= Исходный текст =
====================
Зайцев отнюдь не искажает фактов; он безоговорочно признает, что Павел Егорыч дал детям более чем неудачное религиозное воспитание, что и превратило Чехова, в связи с его медицинским образованием, в убежденного материалиста-науковера. Но Зайцев считаег, что, отдавая дань требованиям своей эпохи, Чехов в глубине своей души все же не был атеистом, а лишь казался таковым. Не утаивая того, что Чехов был материалистом интеллигентской закваски, Зайцев обращает внимание и на то, что он очень отличался от защитников быстрого политического прогресса, в чем его неоднократно упрекали не только идейные критики, но и неидейные друзья. Конечно, Чехов ездил на Сахалин, написал о Сахалине замечательную книгу, обратившую на себя внимание в Петербурге и улучшившую судьбу ссыльных; конечно, он был весьма отзывчивым врачом и бескорыстно работал во время эпидемии холеры, но он никуда не звал, никуда не вел, ничего не исповедовал и ничего не провозглашал. Под его науковерчеством зияла пустота, тоскующая, в изображении Зайцева, по Богу. Об этой тоске говорит старый профессор в «Скучной истории»:
«„Нет общей идеи!“ Не лучше бы сказать веры или даже Бога. Разгадать тайны мира мы не можем, но достойно служить ей обязаны. Но для этого надо над наукой, над искусством и над философией чувствовать нечто высшее. А одного костного мозга мало. Его хорошо изучать, но нехорошо обожествлять. Встречать с ним смерть слишком трудно».
Слова профессора в очень значительной степени оправдывают зайцевское понимание Чехова, так как их, конечно, говорит не только профессор, но и сам автор.
====================
= Задание =
Ответьте по исходному тексту на вопросы:
1. Какое воспитание, как признает Зайцев, Павел Егорыч дал детям?
2. Во время какой эпидемии бескорыстно работал Чехов?
3. Кто в «Скучной истории» говорит о тоске по Богу?

Извлечённые записи
====================
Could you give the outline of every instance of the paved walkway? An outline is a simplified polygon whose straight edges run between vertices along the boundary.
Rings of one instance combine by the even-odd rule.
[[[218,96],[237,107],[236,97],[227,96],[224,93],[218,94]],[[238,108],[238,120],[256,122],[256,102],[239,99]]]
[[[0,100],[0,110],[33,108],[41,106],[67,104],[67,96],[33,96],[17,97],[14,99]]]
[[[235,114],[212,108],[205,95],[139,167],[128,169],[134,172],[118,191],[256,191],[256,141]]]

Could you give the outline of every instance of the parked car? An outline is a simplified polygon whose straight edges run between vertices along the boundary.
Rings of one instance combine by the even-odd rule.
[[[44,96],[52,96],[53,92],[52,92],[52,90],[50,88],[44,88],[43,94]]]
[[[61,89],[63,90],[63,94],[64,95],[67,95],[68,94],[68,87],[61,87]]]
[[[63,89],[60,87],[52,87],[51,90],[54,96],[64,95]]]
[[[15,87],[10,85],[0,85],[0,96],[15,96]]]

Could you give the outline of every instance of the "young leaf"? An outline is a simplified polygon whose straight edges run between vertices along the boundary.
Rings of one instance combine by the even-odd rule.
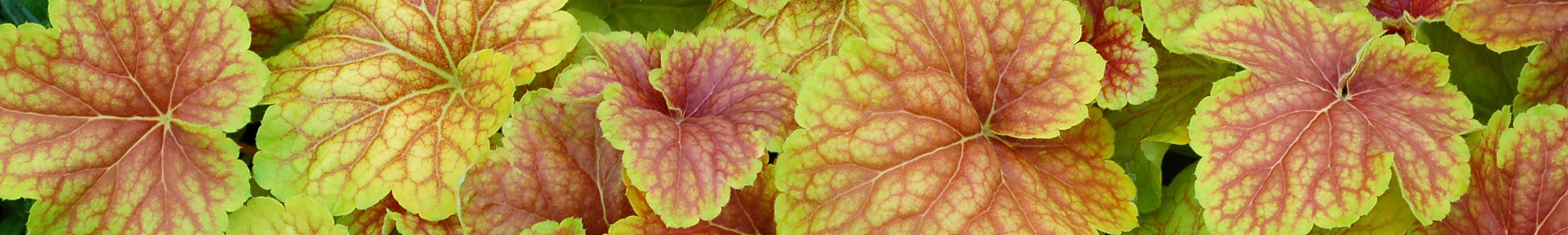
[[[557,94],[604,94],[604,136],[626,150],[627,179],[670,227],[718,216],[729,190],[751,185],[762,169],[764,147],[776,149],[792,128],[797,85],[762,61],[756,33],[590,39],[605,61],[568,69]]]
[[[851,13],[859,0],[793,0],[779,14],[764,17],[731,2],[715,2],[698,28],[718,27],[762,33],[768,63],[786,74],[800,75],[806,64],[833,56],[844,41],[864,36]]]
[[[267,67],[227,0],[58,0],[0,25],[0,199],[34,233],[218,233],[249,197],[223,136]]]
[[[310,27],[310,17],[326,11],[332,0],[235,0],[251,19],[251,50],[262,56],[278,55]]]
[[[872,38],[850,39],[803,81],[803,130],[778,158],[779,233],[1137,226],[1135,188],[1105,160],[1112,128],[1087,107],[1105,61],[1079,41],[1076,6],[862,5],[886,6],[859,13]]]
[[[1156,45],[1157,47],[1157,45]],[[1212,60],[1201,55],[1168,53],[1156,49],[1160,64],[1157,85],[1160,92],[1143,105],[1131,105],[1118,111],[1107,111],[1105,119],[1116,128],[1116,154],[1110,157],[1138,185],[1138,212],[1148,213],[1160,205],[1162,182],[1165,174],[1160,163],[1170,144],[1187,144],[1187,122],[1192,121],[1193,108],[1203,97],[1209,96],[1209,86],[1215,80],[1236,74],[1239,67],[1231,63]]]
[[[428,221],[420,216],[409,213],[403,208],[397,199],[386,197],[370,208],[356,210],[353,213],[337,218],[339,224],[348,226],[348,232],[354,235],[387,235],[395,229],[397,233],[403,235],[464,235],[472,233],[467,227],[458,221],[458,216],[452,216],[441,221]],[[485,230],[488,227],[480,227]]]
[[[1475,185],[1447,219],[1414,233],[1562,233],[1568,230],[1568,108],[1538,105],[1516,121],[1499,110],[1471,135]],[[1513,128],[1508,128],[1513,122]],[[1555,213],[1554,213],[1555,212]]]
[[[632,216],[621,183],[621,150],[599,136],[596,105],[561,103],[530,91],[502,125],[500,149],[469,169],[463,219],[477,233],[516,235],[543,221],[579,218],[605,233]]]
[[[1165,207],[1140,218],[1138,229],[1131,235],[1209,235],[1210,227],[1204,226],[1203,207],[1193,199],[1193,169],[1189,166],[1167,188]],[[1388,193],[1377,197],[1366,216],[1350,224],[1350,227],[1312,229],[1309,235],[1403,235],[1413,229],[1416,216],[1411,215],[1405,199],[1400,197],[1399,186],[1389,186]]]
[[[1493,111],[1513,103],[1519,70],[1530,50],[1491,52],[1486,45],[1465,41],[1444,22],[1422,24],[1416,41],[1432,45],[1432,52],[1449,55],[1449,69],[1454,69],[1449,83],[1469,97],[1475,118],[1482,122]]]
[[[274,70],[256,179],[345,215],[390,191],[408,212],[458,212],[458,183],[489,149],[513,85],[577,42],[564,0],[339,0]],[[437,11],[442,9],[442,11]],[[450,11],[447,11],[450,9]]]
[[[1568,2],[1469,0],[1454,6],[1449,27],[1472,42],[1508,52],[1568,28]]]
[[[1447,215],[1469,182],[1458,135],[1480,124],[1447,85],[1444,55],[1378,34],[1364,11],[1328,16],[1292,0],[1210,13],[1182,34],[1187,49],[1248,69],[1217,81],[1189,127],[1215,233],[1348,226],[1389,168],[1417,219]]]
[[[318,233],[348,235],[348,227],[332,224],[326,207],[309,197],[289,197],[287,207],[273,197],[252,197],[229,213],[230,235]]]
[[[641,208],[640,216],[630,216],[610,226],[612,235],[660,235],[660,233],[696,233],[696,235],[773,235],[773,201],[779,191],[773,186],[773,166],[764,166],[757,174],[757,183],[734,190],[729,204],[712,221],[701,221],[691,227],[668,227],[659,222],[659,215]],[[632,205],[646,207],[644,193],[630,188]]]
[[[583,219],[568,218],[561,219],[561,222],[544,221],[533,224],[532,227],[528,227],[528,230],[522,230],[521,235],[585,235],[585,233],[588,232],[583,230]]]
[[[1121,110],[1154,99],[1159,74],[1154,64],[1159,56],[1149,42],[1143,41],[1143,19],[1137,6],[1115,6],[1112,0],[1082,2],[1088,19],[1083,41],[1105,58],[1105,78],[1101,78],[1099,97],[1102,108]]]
====================
= Решение =
1. Более чем неудачное религиозное воспитание.
2. Во время эпидемии холеры.
3. Старый профессор.